Трущобный двор. Фигура на углу.
Мерещится, что это Достоевский...

Здесь в пятой строфе поэт, словно очнувшись от «этого бреда» тогдашней жизни, угрюмо-безнадёжно сравнивает свою судьбу с судьбой собрата-поэта, коренного жителя этого города:

Куда меня, беднягу, занесло!
Таких картин вы сроду не видали,
Такие сны над вами не витали,
И да минует вас такое зло!

Борис Укачин. «Гори, сияй, звезда полей»

Коля, вот о ком мы говорили. Познакомься, поэт из Горного Алтая.

— Из Алтая?! А где этот Алтай? —Он поднял свою лысеющую небольшую голову, без особого интереса посмотрел на меня карими глазами и, ни к кому определенно не обращаясь, спросил: — А он что-нибудь кумекает в русских стихах?..

— Почитай что-нибудь, Коля, или спой — попросили хором ребята.

А он, только что высказавший в мой адрес каверзный вопрос, по-прежнему угрюмо, как мне тогда показалось, нехотя бросил: «Достоевский» —и начал читать прерывистым, чуть завывающим голосом:

Трущобный двор. Фигура на углу.
Мерещится, что это Достоевский.

◆ ПЕРЕЧЕНЬ ДАННЫХ
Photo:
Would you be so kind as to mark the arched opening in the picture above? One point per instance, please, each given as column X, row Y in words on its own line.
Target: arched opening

* * *

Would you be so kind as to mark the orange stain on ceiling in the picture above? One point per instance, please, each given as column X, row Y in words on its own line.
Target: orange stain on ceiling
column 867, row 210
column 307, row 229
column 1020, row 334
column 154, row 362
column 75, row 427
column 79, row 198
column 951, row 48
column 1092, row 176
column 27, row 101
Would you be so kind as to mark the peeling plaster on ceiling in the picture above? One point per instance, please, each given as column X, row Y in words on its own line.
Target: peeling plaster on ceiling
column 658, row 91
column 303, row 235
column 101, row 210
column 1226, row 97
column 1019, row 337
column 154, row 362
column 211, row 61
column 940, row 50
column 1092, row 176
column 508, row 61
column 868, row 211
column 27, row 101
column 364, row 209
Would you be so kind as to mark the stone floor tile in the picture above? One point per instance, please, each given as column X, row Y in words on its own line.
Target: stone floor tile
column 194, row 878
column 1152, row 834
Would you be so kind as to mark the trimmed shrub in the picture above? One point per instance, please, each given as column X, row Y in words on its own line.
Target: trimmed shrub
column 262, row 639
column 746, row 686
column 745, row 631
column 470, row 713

◆ ЗАДАНИЯ К УПРАЖНЕНИЮ
1 – Изложите фрагмент текста в двух предложениях.
2 – Ответьте по фрагменту текста на три вопроса, каждый с новой строки:
(а) С чьей судьбой поэт в пятой строфе сравнивает свою судьбу?
(б) Какого цвета глаза у Коли?
(в) О чём хором попросили Колю ребята?

◆ ОТВЕТЫ К ЗАДАНИЯМ
1 – В пятой строфе поэт угрюмо-безнадёжно сравнивает свою судьбу с судьбой собрата-поэта, коренного жителя этого города. Затем Коле представляют поэта из Горного Алтая, Коля спрашивает, где этот Алтай и кумекает ли гость что-нибудь в русских стихах, а по просьбе ребят произносит «Достоевский» и начинает читать прерывистым, чуть завывающим голосом.

2 –
(а) С судьбой собрата-поэта, коренного жителя этого города.
(б) Карие.
(в) Почитать что-нибудь или спеть.